• [THE REQUEST]
Copy out every one of the items below word for word, with no changes.

• [RECORDS SHOWN]
--- BEGIN ---

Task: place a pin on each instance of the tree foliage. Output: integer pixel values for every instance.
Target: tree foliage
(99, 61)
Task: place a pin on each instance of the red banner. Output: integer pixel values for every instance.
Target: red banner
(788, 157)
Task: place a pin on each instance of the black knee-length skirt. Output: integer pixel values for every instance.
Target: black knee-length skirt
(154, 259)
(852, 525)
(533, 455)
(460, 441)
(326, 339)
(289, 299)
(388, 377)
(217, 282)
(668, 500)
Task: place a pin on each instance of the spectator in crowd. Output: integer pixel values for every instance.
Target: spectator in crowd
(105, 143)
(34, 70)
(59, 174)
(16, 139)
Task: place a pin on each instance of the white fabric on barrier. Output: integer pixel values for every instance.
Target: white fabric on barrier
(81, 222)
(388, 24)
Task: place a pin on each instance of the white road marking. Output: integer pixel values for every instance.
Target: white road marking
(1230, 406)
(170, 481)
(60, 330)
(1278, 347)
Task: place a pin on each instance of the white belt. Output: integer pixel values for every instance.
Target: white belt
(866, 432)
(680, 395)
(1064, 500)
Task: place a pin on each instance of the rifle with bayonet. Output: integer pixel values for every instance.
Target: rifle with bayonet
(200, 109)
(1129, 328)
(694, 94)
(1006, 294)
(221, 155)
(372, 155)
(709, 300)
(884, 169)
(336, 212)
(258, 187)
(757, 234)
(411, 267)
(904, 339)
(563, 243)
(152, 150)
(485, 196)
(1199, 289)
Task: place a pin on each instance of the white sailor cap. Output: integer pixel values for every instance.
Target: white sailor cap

--- END ---

• [SOLVED PROBLEM]
Task: place a pin on each instance of the tree foliage. Output: integer pixel values for every instance.
Target: tree foliage
(99, 61)
Task: place a pin on each instance of the red banner. Output: integer pixel values for every instance.
Target: red banner
(788, 157)
Task: place a pin on each instance of the black knee-length skirt. Output: integer pixel values for every instance.
Target: black knee-length skirt
(154, 259)
(852, 525)
(533, 455)
(460, 441)
(326, 339)
(289, 299)
(388, 377)
(217, 282)
(668, 500)
Task: place a pin on each instance of the spectator in crowd. Output: integer pixel values for every instance.
Target: spectator in crowd
(105, 143)
(34, 70)
(59, 174)
(16, 139)
Task: place a pin on each instance of the white fabric on barrier. Output: integer pixel values for every instance.
Target: white fabric on barrier
(81, 222)
(388, 24)
Task: place a pin on each instance of the white road marking. Output: integer pixel values for every instance.
Target: white road marking
(1230, 406)
(170, 481)
(60, 330)
(1278, 347)
Task: place a pin on each instance of the white belt. Output: integer pixel values for every instance.
Target: white belt
(866, 432)
(680, 395)
(1064, 500)
Task: place a pin on each instance of the rifle with bayonet. Output: integer pixel values for every instance.
Target: rifle with bayonet
(200, 109)
(1129, 328)
(694, 94)
(1006, 294)
(221, 155)
(372, 155)
(709, 300)
(884, 169)
(336, 212)
(258, 187)
(757, 234)
(411, 267)
(904, 339)
(563, 243)
(152, 150)
(485, 196)
(1199, 289)
Task: place a pin on each instance of the white sailor cap. Output: integer pixel values for every instance.
Target: white sailor cap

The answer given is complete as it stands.